◆ Short task
Reproduce, without alteration, the lines of the data from the one that contains "locate | one dot per instance of the rock" through the end of the data, inclusive.

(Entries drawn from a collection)
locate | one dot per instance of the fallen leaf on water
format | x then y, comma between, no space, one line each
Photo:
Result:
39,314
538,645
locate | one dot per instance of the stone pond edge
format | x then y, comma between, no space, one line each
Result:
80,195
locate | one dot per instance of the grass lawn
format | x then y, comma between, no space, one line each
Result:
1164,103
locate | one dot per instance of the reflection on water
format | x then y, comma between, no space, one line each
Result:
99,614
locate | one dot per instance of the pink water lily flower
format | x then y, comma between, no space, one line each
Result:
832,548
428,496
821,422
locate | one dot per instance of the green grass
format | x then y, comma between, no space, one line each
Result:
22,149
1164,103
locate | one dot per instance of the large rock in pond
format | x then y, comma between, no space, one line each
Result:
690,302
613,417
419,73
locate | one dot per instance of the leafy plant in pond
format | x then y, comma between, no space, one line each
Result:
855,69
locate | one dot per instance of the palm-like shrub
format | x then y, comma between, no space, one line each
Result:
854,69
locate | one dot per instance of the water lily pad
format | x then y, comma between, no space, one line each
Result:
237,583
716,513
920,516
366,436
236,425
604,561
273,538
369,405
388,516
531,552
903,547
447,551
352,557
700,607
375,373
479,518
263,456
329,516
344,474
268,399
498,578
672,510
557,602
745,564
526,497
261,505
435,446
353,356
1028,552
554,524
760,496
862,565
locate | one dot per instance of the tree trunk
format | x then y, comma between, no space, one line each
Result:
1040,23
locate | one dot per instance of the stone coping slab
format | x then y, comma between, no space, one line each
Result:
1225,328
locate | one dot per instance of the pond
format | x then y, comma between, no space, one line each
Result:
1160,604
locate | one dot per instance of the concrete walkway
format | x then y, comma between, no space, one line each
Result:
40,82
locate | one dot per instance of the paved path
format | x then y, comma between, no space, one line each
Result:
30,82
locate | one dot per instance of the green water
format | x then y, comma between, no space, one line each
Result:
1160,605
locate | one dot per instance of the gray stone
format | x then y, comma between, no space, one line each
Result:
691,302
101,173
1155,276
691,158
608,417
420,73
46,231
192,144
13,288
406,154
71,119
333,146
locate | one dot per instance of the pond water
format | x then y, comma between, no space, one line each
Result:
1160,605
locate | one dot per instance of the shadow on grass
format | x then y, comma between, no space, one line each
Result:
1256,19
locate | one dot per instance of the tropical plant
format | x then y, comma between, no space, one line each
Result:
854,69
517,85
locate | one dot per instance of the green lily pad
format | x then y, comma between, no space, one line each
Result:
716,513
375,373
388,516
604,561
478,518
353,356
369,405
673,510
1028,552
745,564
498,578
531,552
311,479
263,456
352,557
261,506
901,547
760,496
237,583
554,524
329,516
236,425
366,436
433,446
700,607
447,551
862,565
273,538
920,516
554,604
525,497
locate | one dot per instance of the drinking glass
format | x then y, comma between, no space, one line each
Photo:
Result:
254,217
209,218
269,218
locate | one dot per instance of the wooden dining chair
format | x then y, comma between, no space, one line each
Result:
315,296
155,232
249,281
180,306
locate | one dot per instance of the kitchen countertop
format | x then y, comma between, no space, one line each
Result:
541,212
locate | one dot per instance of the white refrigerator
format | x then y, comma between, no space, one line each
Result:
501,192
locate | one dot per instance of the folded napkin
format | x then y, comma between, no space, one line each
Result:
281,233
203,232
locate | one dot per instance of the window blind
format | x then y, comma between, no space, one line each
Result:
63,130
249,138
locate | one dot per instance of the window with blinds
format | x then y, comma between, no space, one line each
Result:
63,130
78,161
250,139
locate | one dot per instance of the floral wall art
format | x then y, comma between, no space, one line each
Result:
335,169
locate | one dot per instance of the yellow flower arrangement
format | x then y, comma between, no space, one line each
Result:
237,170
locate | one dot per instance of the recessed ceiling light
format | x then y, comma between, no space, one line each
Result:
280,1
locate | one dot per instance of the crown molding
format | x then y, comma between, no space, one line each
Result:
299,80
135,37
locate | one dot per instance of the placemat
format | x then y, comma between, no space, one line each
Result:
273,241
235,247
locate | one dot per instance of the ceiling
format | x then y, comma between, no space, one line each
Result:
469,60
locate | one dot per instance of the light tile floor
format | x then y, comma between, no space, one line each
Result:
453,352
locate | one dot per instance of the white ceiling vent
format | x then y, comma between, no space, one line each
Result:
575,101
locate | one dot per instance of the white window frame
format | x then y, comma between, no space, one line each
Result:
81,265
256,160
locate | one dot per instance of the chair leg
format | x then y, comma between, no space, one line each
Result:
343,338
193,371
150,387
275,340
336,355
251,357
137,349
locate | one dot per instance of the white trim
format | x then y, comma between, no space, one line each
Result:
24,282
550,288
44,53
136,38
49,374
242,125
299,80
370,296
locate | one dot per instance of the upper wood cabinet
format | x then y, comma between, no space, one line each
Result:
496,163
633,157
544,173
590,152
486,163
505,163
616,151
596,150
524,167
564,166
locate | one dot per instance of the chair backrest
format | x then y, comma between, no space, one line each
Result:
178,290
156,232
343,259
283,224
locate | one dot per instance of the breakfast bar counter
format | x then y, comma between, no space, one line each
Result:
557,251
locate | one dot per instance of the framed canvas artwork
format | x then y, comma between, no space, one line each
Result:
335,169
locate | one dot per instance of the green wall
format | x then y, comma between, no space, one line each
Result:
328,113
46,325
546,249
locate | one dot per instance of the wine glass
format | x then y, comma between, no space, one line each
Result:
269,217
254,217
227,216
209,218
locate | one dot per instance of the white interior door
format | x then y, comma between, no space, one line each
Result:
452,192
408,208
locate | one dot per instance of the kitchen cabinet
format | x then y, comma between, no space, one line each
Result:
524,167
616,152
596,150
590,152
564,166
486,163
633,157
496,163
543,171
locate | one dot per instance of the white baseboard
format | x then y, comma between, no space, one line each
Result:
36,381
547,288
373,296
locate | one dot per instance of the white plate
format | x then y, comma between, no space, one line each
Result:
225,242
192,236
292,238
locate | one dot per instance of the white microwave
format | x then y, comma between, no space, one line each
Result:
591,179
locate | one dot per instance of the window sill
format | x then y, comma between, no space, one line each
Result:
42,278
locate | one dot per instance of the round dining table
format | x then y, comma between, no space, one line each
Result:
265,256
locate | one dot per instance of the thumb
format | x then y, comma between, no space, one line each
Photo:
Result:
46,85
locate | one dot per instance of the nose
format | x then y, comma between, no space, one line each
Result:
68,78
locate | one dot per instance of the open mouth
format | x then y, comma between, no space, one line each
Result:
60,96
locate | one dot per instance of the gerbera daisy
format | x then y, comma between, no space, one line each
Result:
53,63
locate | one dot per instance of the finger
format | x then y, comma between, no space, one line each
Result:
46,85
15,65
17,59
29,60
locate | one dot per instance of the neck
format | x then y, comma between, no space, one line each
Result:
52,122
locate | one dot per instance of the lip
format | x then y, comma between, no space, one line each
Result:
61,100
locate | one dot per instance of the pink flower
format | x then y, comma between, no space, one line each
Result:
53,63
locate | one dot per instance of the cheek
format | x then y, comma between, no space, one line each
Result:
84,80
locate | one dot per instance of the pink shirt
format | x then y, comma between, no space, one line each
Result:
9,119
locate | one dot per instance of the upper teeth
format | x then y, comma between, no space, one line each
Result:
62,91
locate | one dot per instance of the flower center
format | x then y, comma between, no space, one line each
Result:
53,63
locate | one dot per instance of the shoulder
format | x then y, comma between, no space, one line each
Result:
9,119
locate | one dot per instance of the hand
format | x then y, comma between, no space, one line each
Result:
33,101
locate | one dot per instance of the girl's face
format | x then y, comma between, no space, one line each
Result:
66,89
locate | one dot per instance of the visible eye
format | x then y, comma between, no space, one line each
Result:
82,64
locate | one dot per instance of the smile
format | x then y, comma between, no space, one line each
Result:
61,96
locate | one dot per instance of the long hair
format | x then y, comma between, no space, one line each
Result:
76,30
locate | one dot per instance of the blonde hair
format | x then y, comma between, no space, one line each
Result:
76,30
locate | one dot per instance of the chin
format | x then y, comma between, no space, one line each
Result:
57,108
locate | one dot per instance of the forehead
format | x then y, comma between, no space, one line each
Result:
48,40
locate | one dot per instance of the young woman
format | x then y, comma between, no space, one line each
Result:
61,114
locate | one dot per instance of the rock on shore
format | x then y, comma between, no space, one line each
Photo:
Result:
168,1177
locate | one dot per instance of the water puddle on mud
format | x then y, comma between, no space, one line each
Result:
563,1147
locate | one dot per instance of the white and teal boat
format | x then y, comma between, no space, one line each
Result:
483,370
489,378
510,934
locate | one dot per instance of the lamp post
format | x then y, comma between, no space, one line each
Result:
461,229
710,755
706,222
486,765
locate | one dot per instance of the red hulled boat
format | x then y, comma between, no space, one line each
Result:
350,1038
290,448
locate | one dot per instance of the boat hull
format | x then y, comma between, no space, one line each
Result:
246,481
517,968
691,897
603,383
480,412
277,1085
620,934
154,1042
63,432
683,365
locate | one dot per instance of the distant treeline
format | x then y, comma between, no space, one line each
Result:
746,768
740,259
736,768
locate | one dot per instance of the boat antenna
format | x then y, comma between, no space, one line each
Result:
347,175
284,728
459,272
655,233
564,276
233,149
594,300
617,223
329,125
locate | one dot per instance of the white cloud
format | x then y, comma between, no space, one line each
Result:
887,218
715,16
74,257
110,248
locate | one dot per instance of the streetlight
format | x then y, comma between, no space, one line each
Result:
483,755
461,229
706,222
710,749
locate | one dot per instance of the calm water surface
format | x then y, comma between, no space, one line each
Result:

◆ Expected answer
locate | one dot per instance of the rock on shore
format | x then y, comma between, no space, one line each
Photo:
Result:
168,1177
locate | one dot per instance of the water puddle on mud
format | x then y, comma between, no space, one line each
Result:
563,1147
locate | one dot per instance of the white and teal boat
format | x then y, comma between, no space, one line each
Result:
483,370
489,378
510,934
locate | one dot per instance of the lamp post
format | x then y, comma between, no space, one line each
Result:
461,229
710,755
706,222
486,765
locate | one dot per instance of the red hulled boat
format | x then y, comma between, no space, one line each
Result:
350,1038
290,448
locate | one dot per instance of the boat hull
format | x then y, comma between, no space, one line each
Result:
246,481
517,968
691,897
603,383
480,412
277,1085
620,934
154,1042
63,432
683,365
locate | one dot per instance of the distant treeline
format | x then y, comma between, no space, one line each
Result:
746,768
740,259
736,768
locate | one dot per instance of the boat antenna
format | x then y, comma between, no space, one line each
Result:
347,175
284,728
459,272
655,233
564,276
233,149
594,300
617,223
329,125
locate | one dot per instance of the white cloud
format | x then y, comma between, no space, one line each
Result:
887,218
715,16
74,257
110,248
locate | one dot per instance of the streetlight
format | x then y, comma between, no space, one line each
Result:
483,755
461,229
706,222
710,749
locate | one dot per instance of the calm water surface
format | x then y, comma between, no space, one line each
Result:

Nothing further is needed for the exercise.